Exercise objective: Rewrite each line of the data below as one string in a JSON list, leaving out blank lines.

Input data:
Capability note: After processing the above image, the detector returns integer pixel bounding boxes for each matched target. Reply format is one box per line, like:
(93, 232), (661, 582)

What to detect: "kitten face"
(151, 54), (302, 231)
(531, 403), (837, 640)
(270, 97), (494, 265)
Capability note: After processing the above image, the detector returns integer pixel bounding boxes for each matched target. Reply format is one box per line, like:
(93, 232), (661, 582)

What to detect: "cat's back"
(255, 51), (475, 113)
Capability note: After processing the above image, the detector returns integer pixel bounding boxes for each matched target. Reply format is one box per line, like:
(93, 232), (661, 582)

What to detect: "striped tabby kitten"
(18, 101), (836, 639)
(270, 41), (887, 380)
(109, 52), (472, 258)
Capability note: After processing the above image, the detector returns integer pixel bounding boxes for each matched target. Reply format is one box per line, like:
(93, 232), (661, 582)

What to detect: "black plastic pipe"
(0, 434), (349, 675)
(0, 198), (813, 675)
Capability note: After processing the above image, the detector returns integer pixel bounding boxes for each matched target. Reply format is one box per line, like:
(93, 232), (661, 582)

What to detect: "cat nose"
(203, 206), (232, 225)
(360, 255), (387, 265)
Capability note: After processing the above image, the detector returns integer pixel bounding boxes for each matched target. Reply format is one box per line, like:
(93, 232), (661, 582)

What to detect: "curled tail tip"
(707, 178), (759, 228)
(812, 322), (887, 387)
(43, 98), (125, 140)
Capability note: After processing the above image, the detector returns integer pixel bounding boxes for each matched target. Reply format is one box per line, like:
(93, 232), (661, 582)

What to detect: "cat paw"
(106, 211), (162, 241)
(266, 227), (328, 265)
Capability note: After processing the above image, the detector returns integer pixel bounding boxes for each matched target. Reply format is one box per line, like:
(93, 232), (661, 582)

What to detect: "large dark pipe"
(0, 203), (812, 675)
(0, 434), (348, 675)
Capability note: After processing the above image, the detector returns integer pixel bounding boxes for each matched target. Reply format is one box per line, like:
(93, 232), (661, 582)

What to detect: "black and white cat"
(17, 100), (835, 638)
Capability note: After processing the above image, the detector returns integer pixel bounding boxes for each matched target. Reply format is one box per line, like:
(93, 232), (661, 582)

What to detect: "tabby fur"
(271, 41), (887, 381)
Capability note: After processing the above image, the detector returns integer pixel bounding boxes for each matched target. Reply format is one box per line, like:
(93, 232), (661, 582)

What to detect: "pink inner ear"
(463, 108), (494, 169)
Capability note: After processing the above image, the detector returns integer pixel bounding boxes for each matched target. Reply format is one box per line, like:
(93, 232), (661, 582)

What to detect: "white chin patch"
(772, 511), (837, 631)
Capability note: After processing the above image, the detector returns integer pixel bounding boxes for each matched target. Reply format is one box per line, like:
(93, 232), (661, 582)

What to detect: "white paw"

Correct answer:
[
  "Capability note: After processing the above image, the detector returns integer pixel bounding boxes for each matched target. Reply format is one box per line, like:",
  "(93, 232), (661, 582)",
  "What to detect: \"kitten face\"",
  "(151, 54), (302, 231)",
  "(531, 403), (837, 640)",
  "(270, 97), (494, 265)",
  "Capability note: After processing the above image, the detector returns integer pixel bounding boxes for each matched target. Reply format is one box per line, like:",
  "(93, 232), (661, 582)",
  "What to detect: \"cat's back\"",
  "(255, 51), (475, 113)",
  "Capability note: After processing the above image, the detector returns integer pixel bounding boxes for each matched target. Reply format is one box per line, like:",
  "(93, 232), (661, 582)",
  "What to detect: \"striped tabby kitten\"",
  "(18, 101), (836, 639)",
  "(270, 41), (887, 380)",
  "(109, 52), (472, 258)",
  "Capability note: After processing the above image, the detector returns integer pixel bounding boxes for each matched target. Reply format is one box per line, like:",
  "(93, 232), (661, 582)",
  "What to detect: \"black plastic pipe\"",
  "(0, 434), (349, 675)",
  "(0, 198), (813, 675)",
  "Capability note: After processing the above image, the detector returns integer pixel bounding boxes for each matched target. Reply format is one box per line, like:",
  "(93, 232), (661, 582)",
  "What to detect: \"cat nose\"",
  "(203, 206), (232, 225)",
  "(360, 255), (387, 265)",
  "Capability note: After processing the above image, the detector returns integer pixel bounding boxes for each matched target. Reply format is one box per line, like:",
  "(93, 232), (661, 582)",
  "What to detect: \"curled tail tip\"",
  "(707, 178), (759, 228)",
  "(812, 322), (887, 387)",
  "(43, 98), (125, 140)",
  "Capability note: After processing the above image, the detector returns integer pixel bounding boxes for each matched target. Reply format is one box per line, like:",
  "(93, 232), (661, 582)",
  "What to detect: \"cat paw\"",
  "(106, 211), (162, 241)",
  "(266, 227), (328, 265)",
  "Capability note: After processing the above image, the detector returns integer pixel bounding boxes for each matched target. Reply format is one box per line, like:",
  "(93, 232), (661, 582)",
  "What to detect: \"large dark pipe\"",
  "(0, 203), (812, 675)",
  "(0, 434), (348, 675)",
  "Capability note: After processing the above image, the detector returns integer pixel bounding boxes for each matched target. Reply format is one box per line, like:",
  "(93, 232), (661, 582)",
  "What to detect: \"black and white cat\"",
  "(17, 100), (835, 638)",
  "Capability note: After processing the above image, the detector returns integer pixel bounding boxes for each matched target. Reply format is one box per line, like:",
  "(93, 232), (661, 582)",
  "What to detect: \"tabby fur\"",
  "(271, 41), (887, 381)",
  "Capability note: After processing the above image, the detector returns integer pixel bounding boxes for each matched target. Reply format is one box per line, like:",
  "(93, 232), (661, 582)",
  "What to detect: \"pink inner ear\"",
  "(463, 108), (494, 169)",
  "Capability note: After processing the above image, the detector returns integer pixel bounding boxes for each matched target. Reply format is one box per line, like:",
  "(93, 232), (661, 582)",
  "What to detect: \"white chin patch\"",
  "(772, 511), (837, 631)",
  "Capability note: After processing the above image, the detector returns integer pixel bounding boxes for each matched target. Reply format is one box per line, like:",
  "(93, 232), (661, 582)",
  "What to detect: \"white paw\""
]